WRITTEN EXERCISE A
In the passage on electronic commerce messages, what do process-based structures provide for message components?

>> begin EXTRACTED TEXT

The third approach recognises that there are relationships between individual information objects that require them to be used in a specific sequence if a specific process is to be undertaken, but that a message typically contains the results of multiple processes, which may not need to be processed in a specific order. For example, for the purposes of identifying a delivery address we need to process the information objects that make up the address in a particular order. The order that the information objects are to be presented in may be dependent on the processes that are to be used for the delivery. For example, the order in which address components are listed for postal delivery may be different from those required for delivery using a transport contractor. Neither of these processes may match the order in which information about the relevant address was originally captured, stored or transmitted.

The processes that are used to capture the information that is to form an electronic commerce message will typically differ from the processes that are used to process the information at its point of receipt. Typically the information that is used to create the message will be captured in a set of discrete processes, each of which captures one subset of the final message. The message, therefore, represents the ordered concatenation of a sequence of information object sets/hierarchies. At the receiving end the message will be broken down into the individual information object sets/hierarchies, each of which could be passed to a separate process. What is, however, unlikely to happen is that the inidividual information objects that form a specific set/hierarchy will be passed to different processes. For example, if a name is broken down into a surname, forenames and initials it is unlikely that the surname will be sent to one process and the initials sent to another. It is much more likely that all three components of the name will be passed to a single process, which will then decide which of the component parts of the name it needs to process, and the order in which it will use them within the process.

In describing information objects it is important to identify the process with which an information object is intended to be associated. This name forms a natural "parent" for the information objects in a hierarchical view of the information set. For example:

Address
   RoomIdentifier
   BuildingIdentifier
   Street
   AdministrationArea
   PostingIdentifier
   Region
   Country
or
PersonalName
   FamilyName
   GivenName
   MiddleInitials
   Title

Process-based structures provide natural "units of reuse" for message components. When constructing a new message what should be selected are complete process units rather than the individual information objects.

Any repository of reusable information objects should allow objects to be selected based on intended process. Whilst being able to select complete messages is useful when the process sequence you want to describe has already been exactly described by someone else, there will not always be a match between the current information exchange requirements and the current set of messages. Any new set of processes will require a new message format, but in most case it will not require that all the processes described will be new processes that have to be described in terms of unique sets of information objects. Typically a new message type consists of a combination of a number of existing information object sets with one or more new sets of information objects that equate to a new process.

>> end EXTRACTED TEXT
>> begin INPUT ROWS

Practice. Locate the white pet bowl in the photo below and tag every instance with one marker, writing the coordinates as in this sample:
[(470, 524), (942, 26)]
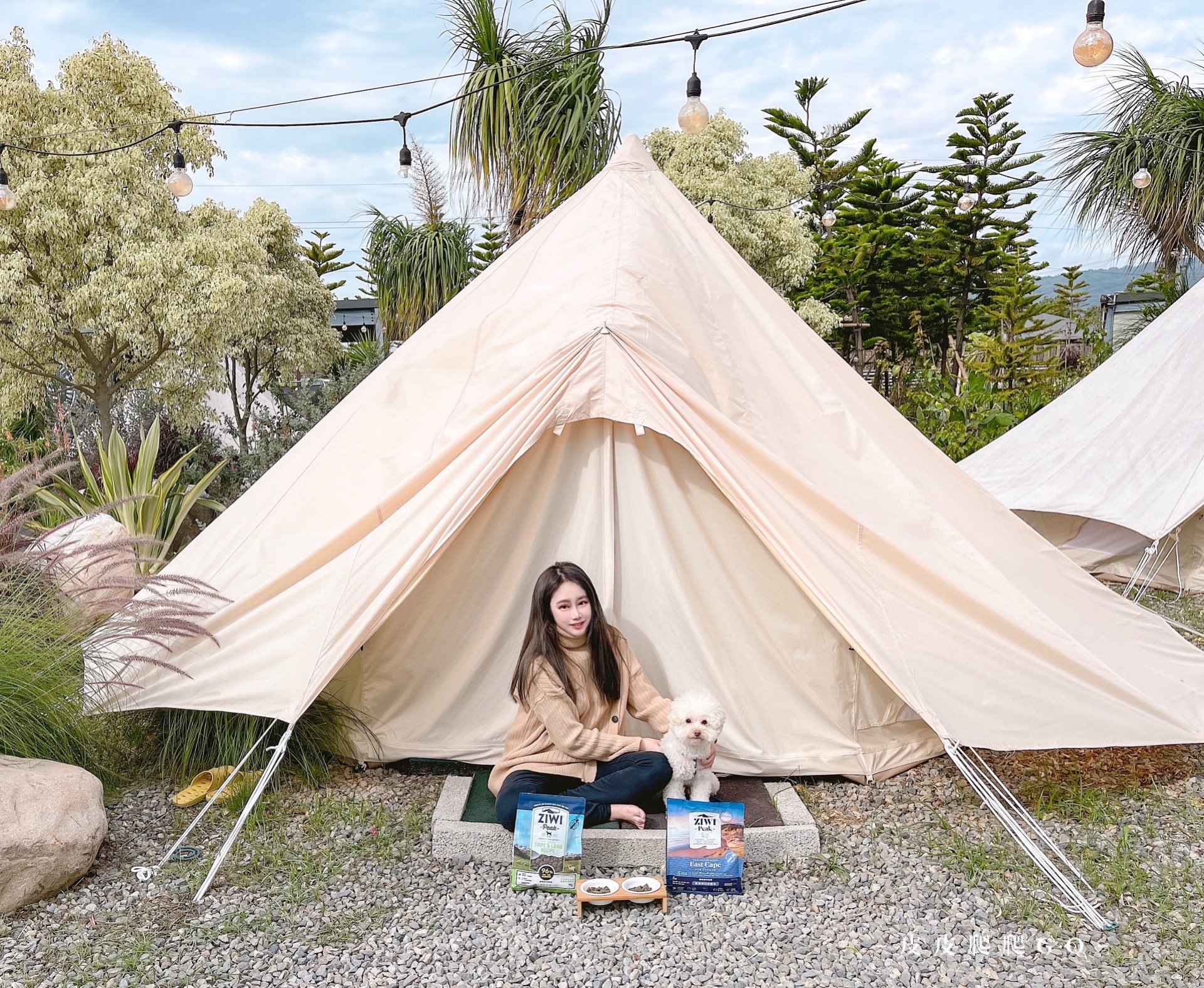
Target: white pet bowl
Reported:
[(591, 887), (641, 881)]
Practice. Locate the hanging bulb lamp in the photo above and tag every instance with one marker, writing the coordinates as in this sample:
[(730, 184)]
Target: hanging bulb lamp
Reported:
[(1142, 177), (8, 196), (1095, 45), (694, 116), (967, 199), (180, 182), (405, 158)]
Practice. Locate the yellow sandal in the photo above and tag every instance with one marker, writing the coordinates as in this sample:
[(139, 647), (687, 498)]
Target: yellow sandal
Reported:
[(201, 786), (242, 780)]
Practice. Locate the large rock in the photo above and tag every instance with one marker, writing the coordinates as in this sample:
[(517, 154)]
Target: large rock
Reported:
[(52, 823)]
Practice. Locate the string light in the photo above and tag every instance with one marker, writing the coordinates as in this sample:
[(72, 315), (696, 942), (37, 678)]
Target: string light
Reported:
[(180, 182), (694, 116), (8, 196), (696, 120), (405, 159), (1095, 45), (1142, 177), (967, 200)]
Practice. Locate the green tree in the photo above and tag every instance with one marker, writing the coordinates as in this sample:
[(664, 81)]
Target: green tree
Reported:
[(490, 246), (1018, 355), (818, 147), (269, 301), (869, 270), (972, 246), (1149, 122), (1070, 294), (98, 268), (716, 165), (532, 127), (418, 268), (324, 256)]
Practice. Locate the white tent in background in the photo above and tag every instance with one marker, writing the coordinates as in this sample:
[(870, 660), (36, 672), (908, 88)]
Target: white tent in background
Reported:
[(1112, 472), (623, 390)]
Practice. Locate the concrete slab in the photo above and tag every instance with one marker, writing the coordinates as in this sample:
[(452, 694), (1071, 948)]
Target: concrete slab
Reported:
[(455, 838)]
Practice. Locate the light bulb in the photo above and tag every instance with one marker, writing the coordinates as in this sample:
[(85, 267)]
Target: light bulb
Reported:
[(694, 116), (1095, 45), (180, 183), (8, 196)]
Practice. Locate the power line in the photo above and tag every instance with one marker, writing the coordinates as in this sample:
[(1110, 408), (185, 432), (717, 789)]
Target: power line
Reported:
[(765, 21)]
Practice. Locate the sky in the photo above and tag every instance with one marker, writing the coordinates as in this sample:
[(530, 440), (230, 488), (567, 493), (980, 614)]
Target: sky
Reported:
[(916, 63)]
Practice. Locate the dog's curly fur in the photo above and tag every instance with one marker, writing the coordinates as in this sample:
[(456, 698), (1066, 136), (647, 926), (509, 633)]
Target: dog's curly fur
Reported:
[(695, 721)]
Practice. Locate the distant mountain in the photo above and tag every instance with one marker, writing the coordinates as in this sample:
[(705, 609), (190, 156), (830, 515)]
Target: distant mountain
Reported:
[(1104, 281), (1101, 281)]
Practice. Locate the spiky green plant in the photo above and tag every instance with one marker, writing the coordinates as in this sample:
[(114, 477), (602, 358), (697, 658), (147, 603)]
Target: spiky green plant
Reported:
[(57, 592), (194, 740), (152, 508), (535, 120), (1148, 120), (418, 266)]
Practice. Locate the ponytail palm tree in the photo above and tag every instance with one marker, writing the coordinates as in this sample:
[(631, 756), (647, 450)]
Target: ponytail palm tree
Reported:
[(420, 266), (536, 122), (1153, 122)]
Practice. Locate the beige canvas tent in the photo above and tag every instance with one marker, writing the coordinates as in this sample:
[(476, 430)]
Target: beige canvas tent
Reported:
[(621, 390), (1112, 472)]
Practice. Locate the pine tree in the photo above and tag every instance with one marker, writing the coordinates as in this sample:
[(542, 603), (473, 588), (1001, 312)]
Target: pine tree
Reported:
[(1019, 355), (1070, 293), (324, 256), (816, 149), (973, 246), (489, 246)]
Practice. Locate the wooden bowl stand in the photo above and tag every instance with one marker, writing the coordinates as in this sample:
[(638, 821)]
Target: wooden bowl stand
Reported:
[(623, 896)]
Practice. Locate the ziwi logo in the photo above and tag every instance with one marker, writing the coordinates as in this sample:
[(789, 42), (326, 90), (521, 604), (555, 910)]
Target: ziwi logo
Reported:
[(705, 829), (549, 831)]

>> end INPUT ROWS

WRITTEN EXERCISE B
Reproduce every line of the rows from the line containing "Practice. Locate the concrete" through the line containing "[(694, 116), (1095, 45), (180, 183), (8, 196)]", both ends included, and shift each coordinate in the answers by adding -139 to every number. Leave the coordinates in the requests and their samples as they are.

CORRECT RESPONSE A
They provide natural "units of reuse" for message components.

CORRECT RESPONSE B
Practice. Locate the concrete slab in the photo above and tag every instance with one marker, writing the coordinates as in this sample:
[(452, 694), (1071, 948)]
Target: concrete slab
Reported:
[(316, 699)]
Practice. Locate the light bulb in the photo above and tag every instance with one marker, writing the coordinates as in this sample:
[(85, 267)]
Target: light bulb
Reported:
[(555, -23), (956, -94), (41, 44), (-131, 57)]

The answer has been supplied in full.